#### Text
# 1963 Spirit of America Salt Flat Streamliner in Basswood



## ClearHooter (Nov 28, 2004)

Yes.... After carving 10 cars out of white pine. I finally reached out to a friend of mine who really is a carver. And his suggestion for carving stock was Basswood. "Doesn't matter if it is 'large mouth' or 'small mouth.'" I have to agree with his advice. It's a bit softer than white pine. But the grain is clear. Nonexistent. SO... The Church of MILLIPUT has joined denominations with The Church of BASSWOOD.

The next project will be a try at the 1963 Salt Flat Streamliner "Spirit of America." I'm wanting to make it a comparable size to the LLEDO model of the "Spirit of America, SONIC 1." According to Wiki the SoA was 44' 10". they also said the same of the SONIC 1. I found that a little unbelievable. Further reference stated the SONIC1 was 35 ' even. So after doing the math this should be about right for the length of the SoA car.

If anyone has further info on the dimensions of these two cars PLEASE let me know now. NOT AFTER I'M FINISHED.... Thank you.


----------



## ClearHooter (Nov 28, 2004)

Got the basic shape of the fuselage. Going to have to add a MILLIPUT "topper" to the canopy. It will probably be sawed off and some form of interior installed. I was also considering opening the engine compartment. I'd need some semblance of a jet engine were I to take that consideration any further.


----------



## ClearHooter (Nov 28, 2004)

The pieces have been cut. Now they have to be slotted to fit wheel assemblies. And drilled to open up the side tunnels .And accommodate an engine ?


----------



## Milton Fox Racing (May 27, 2014)

It is reaally amazing how those shapes are hidden inside a fish. I mean a piece of wood.


----------



## ClearHooter (Nov 28, 2004)

No pun intended. Here's the mach-up..... Well maybe a little pun.... Like a little more than half a pun. 407.447mph.


----------



## ClearHooter (Nov 28, 2004)

I'm glad I used the small mouthed Basswood..... 😁


----------



## irishtrek (Sep 17, 2005)

I remember back about 50 years ago? Craig Breedlove came to Portland with his Spirit of America II I think it was. I was walking to Mall 205 through a smaller strip mall when he was at the smaller one and I was just in time to see his car being rolled out of the semi trailer.


----------



## ClearHooter (Nov 28, 2004)

Bonneville is one of those things on my bucket list. Breedlove is one of those people I'd like to meet. Like Jim Hall, probably will never get the chance. But It'd sure be cool.


----------



## ClearHooter (Nov 28, 2004)

For good or bad I decided to do an aluminum foil wrap. Need to do some more burnishing on the foil. Probably will use decals for the blue nose and trim. The slotted disc wheels will fit. Saw a photo of SONIC 1 with Breedlove standing next to it. In comparing it to SoA photo with him standing next to it, it actually looks about right, as far as size goes. I understand why HW's hasn't come out with an SoA car. At 44+ feet this sucker really is huge. It scaled out at around 5.75". SONIC 1 comes in just under 4.5" .I'm not sure what scale that equates to but even at 1/64th'ish scale that's probably over 3". Will probably form the canopy this evening. Should start on the decals Monday


----------



## ClearHooter (Nov 28, 2004)

#### Provided data

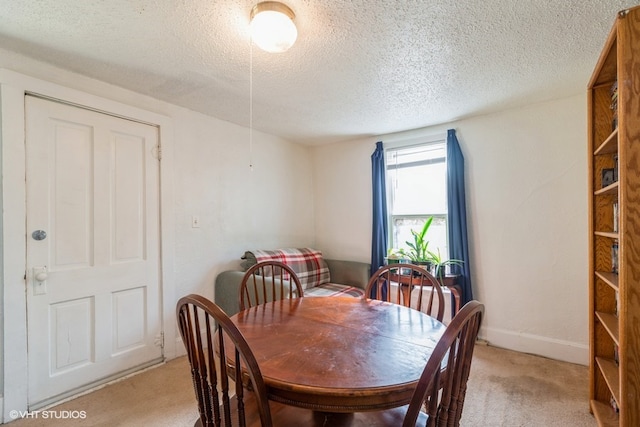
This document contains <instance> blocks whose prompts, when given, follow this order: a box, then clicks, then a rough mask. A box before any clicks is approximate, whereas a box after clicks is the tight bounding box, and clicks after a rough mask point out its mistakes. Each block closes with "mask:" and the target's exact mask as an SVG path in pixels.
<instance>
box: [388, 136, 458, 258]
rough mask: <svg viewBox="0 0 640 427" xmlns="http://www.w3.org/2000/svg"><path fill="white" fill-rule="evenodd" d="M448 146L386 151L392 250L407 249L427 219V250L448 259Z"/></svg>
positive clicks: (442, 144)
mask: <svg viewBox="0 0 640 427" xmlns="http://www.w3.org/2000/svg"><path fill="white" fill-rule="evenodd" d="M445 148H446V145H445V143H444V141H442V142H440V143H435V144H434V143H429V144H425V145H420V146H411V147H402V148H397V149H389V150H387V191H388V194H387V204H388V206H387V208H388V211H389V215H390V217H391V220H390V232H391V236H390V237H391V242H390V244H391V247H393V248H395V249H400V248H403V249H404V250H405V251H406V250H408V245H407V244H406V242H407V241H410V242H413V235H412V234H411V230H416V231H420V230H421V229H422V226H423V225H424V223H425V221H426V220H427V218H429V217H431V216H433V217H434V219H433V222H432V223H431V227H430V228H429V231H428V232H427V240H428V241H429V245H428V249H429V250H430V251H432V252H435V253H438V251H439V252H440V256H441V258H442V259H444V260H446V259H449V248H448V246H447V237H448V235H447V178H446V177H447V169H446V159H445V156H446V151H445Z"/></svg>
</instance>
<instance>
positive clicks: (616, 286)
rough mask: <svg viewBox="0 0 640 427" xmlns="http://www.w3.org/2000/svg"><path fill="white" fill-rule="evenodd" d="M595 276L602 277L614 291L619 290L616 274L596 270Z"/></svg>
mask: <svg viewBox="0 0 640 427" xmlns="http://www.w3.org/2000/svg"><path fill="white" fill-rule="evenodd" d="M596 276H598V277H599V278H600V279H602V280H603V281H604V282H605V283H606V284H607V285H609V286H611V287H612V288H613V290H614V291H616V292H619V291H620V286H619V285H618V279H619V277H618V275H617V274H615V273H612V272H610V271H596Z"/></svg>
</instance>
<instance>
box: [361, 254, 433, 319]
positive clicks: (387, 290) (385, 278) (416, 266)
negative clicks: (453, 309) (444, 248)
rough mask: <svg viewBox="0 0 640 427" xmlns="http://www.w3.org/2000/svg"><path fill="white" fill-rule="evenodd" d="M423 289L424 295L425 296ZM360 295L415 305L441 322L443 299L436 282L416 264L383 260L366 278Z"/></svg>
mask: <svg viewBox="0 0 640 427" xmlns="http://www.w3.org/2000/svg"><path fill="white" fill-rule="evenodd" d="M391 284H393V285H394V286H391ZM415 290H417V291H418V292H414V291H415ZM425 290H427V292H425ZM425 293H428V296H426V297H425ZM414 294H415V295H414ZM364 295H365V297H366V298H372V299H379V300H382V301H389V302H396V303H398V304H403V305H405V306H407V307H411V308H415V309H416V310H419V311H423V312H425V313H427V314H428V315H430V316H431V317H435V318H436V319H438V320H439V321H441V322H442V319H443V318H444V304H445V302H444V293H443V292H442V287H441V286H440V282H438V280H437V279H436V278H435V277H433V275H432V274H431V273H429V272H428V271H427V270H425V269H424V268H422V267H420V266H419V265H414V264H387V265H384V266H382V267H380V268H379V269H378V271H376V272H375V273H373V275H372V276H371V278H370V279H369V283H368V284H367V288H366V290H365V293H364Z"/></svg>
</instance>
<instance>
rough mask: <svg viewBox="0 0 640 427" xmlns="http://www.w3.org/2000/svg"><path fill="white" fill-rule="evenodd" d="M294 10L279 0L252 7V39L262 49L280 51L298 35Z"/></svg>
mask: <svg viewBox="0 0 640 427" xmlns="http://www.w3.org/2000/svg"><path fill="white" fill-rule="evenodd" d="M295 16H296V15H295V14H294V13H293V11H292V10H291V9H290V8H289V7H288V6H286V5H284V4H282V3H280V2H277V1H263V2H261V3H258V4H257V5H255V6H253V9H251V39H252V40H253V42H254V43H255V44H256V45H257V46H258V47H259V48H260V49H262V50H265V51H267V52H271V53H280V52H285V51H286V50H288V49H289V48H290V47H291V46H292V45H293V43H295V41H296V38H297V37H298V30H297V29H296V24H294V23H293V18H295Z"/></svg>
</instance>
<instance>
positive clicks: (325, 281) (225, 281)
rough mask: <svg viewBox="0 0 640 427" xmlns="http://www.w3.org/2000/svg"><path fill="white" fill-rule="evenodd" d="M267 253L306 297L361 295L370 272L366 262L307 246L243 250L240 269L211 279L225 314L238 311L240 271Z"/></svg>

---

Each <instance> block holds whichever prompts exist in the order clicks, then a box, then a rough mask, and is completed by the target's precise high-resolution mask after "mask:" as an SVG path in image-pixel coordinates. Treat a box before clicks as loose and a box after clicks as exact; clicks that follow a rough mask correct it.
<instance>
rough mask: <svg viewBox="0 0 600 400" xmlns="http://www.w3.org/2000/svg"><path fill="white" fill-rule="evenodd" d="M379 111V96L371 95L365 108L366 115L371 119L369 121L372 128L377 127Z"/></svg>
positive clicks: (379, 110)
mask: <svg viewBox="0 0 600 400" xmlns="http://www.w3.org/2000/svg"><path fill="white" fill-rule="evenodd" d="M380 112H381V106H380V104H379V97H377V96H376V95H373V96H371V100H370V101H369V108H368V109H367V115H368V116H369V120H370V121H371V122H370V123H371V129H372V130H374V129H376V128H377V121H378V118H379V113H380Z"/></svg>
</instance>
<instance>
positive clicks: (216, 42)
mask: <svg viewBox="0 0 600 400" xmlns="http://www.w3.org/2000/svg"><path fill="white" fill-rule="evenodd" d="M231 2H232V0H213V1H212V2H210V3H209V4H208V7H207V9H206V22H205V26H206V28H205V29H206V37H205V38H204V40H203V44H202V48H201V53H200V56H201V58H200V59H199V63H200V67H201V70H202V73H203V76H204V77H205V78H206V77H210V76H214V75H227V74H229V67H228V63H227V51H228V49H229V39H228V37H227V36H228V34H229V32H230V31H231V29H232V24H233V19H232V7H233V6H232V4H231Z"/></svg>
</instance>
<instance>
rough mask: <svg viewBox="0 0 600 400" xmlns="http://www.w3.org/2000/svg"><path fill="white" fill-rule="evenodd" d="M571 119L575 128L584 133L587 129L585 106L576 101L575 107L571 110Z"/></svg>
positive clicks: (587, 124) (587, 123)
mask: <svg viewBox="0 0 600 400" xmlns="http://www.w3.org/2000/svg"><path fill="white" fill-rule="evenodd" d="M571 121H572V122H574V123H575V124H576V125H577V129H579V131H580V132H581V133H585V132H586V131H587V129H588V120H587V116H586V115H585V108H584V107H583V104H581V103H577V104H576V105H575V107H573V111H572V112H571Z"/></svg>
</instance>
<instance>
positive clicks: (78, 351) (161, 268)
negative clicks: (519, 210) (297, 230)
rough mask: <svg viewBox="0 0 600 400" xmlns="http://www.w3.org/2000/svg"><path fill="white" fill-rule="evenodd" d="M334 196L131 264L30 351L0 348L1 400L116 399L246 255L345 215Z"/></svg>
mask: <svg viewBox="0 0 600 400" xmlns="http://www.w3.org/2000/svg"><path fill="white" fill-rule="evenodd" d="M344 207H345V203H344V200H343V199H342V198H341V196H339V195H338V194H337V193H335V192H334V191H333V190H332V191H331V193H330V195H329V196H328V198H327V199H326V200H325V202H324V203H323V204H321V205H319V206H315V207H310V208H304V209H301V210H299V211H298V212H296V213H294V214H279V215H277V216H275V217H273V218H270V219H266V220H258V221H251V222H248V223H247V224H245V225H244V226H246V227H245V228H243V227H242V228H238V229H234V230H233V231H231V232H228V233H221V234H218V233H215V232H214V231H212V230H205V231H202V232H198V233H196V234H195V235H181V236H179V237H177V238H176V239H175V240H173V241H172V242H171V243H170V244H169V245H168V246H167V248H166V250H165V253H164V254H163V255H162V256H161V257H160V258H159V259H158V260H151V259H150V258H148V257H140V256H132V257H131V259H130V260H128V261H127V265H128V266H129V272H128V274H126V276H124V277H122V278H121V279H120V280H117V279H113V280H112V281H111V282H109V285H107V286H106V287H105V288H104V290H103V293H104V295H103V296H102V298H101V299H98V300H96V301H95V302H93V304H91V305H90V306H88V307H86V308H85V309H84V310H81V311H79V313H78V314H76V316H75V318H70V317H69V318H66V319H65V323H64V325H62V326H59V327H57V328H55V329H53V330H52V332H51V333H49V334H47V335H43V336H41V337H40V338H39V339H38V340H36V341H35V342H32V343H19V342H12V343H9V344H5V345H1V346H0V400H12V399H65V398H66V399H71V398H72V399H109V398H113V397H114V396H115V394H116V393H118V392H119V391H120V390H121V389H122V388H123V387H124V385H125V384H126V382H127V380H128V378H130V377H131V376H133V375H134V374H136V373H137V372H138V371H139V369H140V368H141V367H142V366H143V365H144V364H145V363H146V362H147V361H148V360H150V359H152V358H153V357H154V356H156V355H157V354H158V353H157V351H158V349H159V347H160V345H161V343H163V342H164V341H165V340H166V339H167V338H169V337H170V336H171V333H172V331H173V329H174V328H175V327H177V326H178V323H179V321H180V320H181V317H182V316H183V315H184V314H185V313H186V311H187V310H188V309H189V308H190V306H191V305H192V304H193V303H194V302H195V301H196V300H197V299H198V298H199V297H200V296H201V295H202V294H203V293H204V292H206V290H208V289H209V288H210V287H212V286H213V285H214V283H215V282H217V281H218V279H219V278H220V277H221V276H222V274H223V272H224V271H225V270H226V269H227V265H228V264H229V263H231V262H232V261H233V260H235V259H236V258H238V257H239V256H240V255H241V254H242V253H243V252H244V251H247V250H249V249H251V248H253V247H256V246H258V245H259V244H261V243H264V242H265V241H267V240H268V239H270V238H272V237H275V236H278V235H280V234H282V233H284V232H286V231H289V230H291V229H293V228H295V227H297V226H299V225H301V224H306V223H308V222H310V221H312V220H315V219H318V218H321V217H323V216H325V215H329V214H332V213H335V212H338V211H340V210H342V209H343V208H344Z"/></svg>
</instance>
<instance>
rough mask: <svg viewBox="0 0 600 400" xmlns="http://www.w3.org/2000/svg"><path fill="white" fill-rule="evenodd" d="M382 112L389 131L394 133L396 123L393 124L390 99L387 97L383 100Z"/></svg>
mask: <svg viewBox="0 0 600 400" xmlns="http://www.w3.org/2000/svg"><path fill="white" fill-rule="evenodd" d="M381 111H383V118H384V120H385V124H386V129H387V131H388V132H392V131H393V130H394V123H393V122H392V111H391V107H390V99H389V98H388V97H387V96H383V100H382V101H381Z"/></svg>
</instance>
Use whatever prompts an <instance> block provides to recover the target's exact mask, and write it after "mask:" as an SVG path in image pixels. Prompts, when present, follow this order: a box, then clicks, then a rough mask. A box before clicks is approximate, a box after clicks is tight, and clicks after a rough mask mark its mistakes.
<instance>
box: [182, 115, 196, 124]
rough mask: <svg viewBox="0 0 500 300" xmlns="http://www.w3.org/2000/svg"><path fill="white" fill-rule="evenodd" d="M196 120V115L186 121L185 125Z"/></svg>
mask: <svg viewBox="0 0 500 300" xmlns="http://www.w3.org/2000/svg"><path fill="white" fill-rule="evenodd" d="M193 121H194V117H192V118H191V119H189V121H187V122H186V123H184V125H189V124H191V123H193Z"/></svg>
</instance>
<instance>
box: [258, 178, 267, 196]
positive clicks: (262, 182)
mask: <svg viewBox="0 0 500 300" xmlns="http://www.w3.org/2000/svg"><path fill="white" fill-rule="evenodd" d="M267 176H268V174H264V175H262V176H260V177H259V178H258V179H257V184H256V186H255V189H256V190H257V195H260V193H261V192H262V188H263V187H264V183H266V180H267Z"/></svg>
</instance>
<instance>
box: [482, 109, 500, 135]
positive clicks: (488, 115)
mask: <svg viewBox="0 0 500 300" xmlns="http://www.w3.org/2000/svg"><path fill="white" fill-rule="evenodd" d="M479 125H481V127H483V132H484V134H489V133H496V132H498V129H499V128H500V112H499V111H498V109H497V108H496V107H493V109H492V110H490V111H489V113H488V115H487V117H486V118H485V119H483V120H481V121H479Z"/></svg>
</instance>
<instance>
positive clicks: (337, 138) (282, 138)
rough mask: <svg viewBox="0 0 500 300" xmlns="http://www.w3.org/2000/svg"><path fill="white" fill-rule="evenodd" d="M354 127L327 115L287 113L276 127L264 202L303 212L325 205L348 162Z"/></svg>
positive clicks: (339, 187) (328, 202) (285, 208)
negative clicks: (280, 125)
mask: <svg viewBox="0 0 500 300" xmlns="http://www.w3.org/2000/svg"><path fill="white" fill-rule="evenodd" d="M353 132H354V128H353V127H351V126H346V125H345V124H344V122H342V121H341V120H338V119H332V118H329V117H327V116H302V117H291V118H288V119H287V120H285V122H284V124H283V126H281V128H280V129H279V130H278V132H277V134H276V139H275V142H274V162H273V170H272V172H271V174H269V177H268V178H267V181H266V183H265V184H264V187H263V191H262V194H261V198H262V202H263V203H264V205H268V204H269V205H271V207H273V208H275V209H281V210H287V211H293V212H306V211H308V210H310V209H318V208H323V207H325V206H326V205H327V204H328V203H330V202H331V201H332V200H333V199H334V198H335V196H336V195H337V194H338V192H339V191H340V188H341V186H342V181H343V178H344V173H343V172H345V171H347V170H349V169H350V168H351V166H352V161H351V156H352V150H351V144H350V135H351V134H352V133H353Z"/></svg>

#### Task
In the thread about carving the Spirit of America streamliner, which wood did the carver's friend recommend as carving stock?

#### Answer area
Basswood.